## Source information

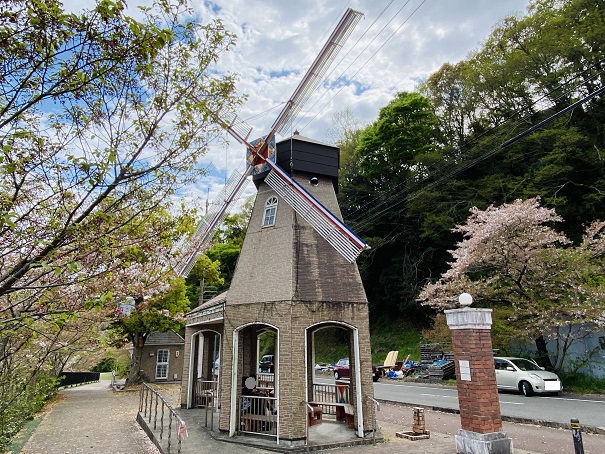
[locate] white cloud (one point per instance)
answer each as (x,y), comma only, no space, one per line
(388,53)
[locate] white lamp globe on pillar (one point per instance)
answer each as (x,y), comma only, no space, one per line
(465,300)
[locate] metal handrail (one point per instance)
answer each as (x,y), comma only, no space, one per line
(146,403)
(377,408)
(309,407)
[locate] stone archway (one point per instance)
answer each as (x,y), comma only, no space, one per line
(203,386)
(349,391)
(245,356)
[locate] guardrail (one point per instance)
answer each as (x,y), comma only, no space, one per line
(78,378)
(149,410)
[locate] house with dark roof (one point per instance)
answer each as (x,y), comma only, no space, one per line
(162,358)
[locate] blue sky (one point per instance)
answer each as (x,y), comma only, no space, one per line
(397,44)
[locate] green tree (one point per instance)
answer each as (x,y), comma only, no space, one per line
(161,313)
(102,119)
(511,259)
(205,273)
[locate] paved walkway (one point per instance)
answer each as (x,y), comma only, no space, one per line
(94,419)
(91,419)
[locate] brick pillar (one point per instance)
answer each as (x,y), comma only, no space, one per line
(477,392)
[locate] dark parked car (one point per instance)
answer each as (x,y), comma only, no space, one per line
(267,364)
(341,370)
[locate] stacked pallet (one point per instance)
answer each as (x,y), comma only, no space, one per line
(441,370)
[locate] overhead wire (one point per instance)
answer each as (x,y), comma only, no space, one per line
(381,208)
(512,127)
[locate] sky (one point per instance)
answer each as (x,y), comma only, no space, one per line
(396,45)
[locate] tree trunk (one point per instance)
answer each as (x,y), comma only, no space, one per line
(134,372)
(543,358)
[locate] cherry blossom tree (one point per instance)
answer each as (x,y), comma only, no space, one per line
(103,119)
(512,259)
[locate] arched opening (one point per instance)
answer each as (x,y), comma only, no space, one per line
(255,368)
(204,378)
(339,391)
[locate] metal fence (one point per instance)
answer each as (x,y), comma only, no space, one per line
(149,401)
(258,415)
(205,396)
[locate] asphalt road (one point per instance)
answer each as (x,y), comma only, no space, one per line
(590,410)
(559,409)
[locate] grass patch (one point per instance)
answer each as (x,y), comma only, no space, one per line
(401,336)
(581,383)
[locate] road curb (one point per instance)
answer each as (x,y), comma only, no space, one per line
(515,419)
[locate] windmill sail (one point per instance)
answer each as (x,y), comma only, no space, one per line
(216,214)
(326,224)
(316,72)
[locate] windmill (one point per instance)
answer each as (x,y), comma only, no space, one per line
(261,158)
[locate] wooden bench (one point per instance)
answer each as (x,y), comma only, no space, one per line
(344,412)
(258,423)
(315,416)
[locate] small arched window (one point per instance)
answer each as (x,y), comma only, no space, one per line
(270,211)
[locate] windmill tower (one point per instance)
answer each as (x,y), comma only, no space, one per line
(296,274)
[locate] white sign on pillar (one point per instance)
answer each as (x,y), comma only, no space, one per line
(465,370)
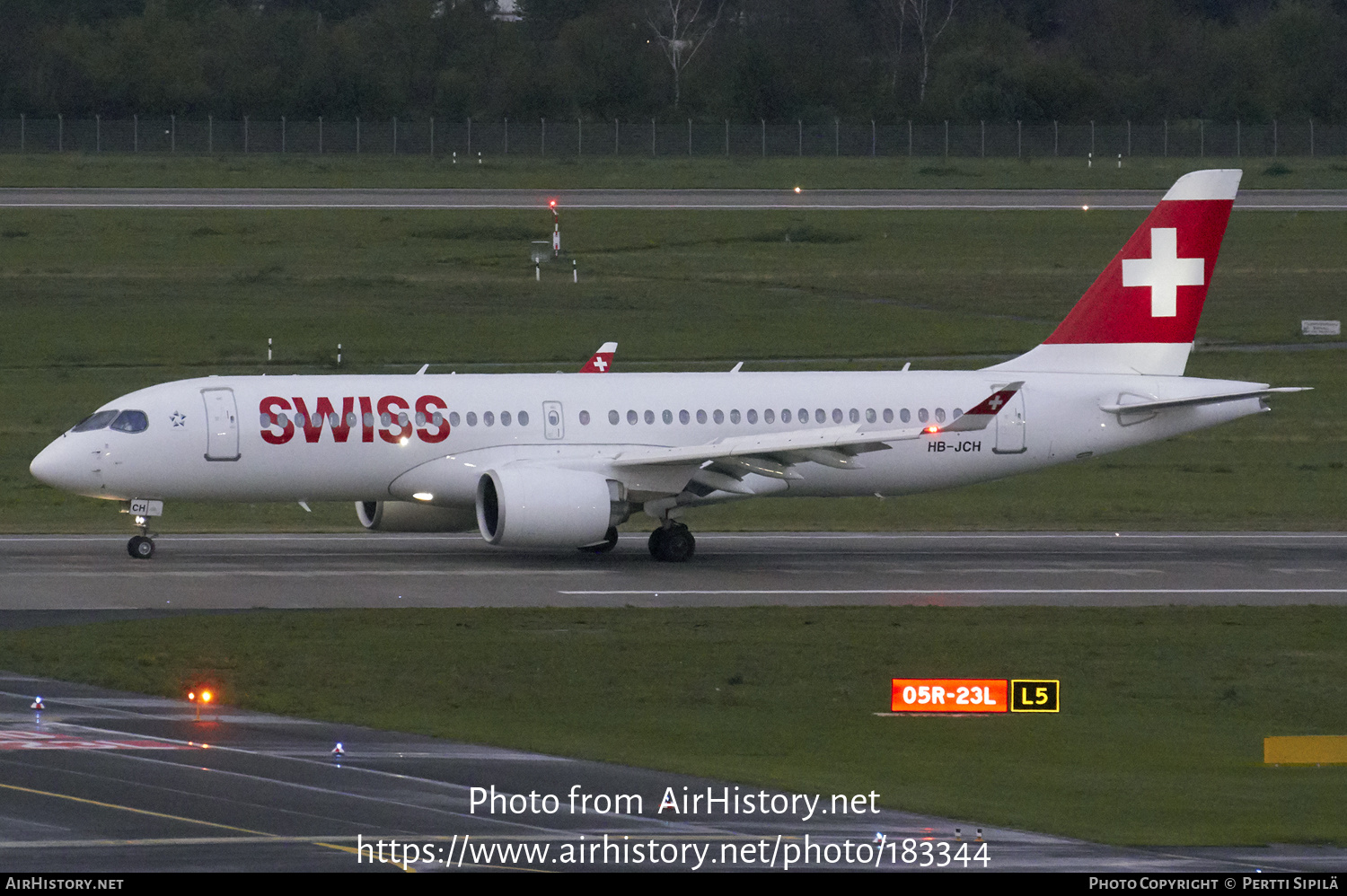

## What is needed
How many of the lines above hold the word "white"? Answer with only the number.

## Solution for this task
3